• [Инструкции и требования] Оформите в виде JSON-списка строк часть строк ниже: начиная со строки, содержащей «Objective — one pin per instance of the dry», и до самой последней строки включительно. Каждую строку запишите отдельной строкой списка, пустые строки пропустите.

• [Строки разметки координат]
────────────────────

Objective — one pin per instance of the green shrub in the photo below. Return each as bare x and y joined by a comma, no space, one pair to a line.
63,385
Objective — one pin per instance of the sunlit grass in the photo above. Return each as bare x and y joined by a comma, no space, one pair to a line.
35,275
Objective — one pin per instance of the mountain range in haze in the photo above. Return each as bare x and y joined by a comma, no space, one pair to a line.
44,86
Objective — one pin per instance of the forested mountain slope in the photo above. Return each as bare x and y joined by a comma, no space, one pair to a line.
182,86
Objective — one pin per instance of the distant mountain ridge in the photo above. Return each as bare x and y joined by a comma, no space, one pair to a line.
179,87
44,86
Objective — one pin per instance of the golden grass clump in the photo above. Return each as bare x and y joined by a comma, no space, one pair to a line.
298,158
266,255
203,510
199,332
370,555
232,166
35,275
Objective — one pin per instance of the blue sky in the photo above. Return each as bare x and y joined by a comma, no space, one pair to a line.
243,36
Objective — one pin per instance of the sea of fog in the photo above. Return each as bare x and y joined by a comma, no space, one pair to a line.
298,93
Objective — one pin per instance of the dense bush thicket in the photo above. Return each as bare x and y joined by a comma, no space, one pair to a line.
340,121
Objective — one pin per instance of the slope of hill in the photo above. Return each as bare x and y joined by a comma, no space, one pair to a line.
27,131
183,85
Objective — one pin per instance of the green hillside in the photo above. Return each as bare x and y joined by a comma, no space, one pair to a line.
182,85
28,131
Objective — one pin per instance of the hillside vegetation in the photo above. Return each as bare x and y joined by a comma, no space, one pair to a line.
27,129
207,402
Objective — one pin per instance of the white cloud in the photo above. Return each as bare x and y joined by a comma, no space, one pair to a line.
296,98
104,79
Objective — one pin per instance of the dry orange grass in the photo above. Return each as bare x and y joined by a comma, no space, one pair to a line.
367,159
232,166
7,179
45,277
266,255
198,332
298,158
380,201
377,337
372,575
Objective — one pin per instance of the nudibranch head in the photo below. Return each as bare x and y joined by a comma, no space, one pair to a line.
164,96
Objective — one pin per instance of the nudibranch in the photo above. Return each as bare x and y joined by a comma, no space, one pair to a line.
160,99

────────────────────

• [Ответ на задание]
[
  "Objective — one pin per instance of the dry orange grass in the photo above. Return each as bare x and y joined by a comma, no space, one pair to a line.",
  "367,159",
  "232,166",
  "7,179",
  "45,277",
  "266,255",
  "198,332",
  "298,158",
  "380,201",
  "377,337",
  "372,575",
  "Objective — one pin per instance of the nudibranch head in the photo below. Return each as bare x and y joined by a comma, no space, one pair to a line.",
  "164,96",
  "Objective — one pin per instance of the nudibranch in the photo above. Return each as bare x and y joined by a comma, no space, one pair to a line.",
  "160,99"
]